▸ **Problem**: Extend the passage on the SGR's revenues and subsidies, starting after its final sentence.
**** Provided text ****
It was making a loss of Sh24.1 billion annually even with the State order for compulsory use of the line by local importers.
Cargo and passenger revenues from the SGR rose 7.8 percent to Sh7.1 billion in the six months to June, extending recovery from the global Covid-19 disruptions, according to the latest data from the Kenya National Bureau of Statistics.
The passenger train raked in Sh1.24 billion in the six months that ended June, a 49.6 percent jump from Sh829 million posted in a similar period last year.
The cargo service, which mainly subsidises the passenger line, marginally grew to Sh6.17 billion in the six months from Sh6.04 billion in a similar period last year.
Despite the growth, SGR revenues have been insufficient in running the railway line, with Transport ministry data showing that taxpayers spend an average of Sh1 billion per month to subsidise the operations of the Mombasa-Nairobi railway alone.
**** Extracted entries ****
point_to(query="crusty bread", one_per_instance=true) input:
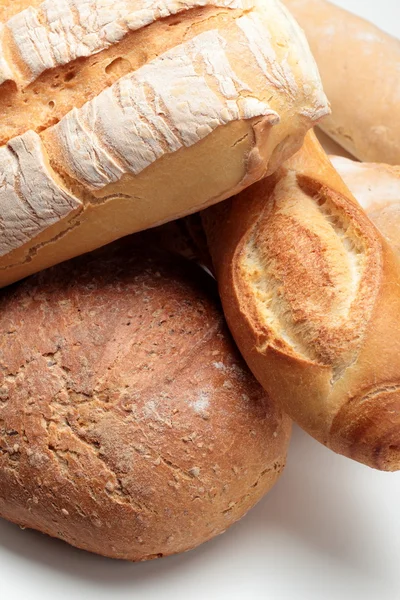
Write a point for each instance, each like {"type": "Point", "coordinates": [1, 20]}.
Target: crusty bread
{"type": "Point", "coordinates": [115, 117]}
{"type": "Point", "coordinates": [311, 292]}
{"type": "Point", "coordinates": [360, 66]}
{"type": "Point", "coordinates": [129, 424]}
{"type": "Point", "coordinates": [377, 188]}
****
**** Extracted entries ****
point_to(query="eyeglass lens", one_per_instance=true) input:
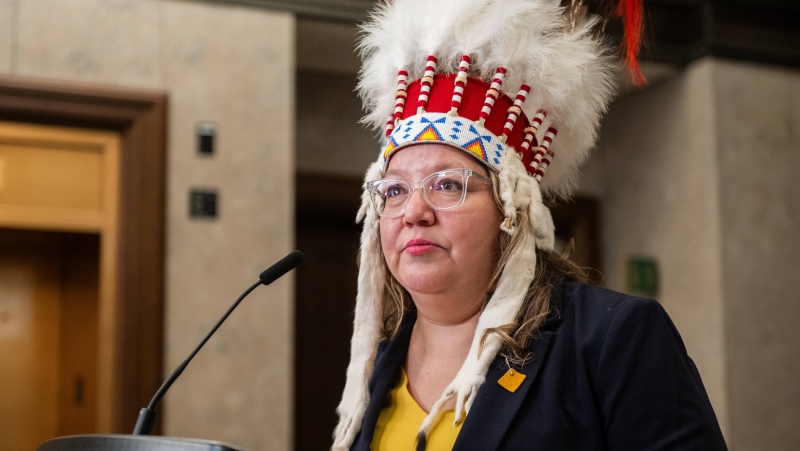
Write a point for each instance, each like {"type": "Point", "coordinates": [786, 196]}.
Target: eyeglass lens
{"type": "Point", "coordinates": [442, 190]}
****
▸ **Answer to this task**:
“KRC’s poor performance was largely driven by rising expenses (71 percent) between the financial year 2018/19 and 2019/20, outpacing revenues which, despite the pandemic, increased by 38 percent. KRC’s losses of Sh24.1 billion are responsible for 57 percent of total commercial State Corporation losses in financial year2019/20,” World Bank said.
With the State assurance of cargo flows, the rail, however, did very little to listen to customer complaints or fix their concerns over the lack of last-mile connectivity and logistical hold-up that delayed cargo clearance.
Cargo transporters had been protesting the directive by former President Uhuru Kenyatta to ferry their goods to Nairobi or Naivasha via the SGR for onward clearance, saying it had raised the cost of doing business, with the costs passed on to consumers.
Kenya Transport Association chairman Newton Wang’oo said SGR should compete with roads on an equal opportunity basis, which will ultimately lower the cost of transport and improve services.
Investors at Container Freight Station complained that investments worth more than Sh60 billion risk going down the drain if the government’s directive to transfer all imported cargo to Inland Container Depot (ICD) through the SGR continues.
Kenya Transporters Association also argued that the SGR move will make more than 15,000 people, who were working as drivers, and 15,000 turn-boys jobless.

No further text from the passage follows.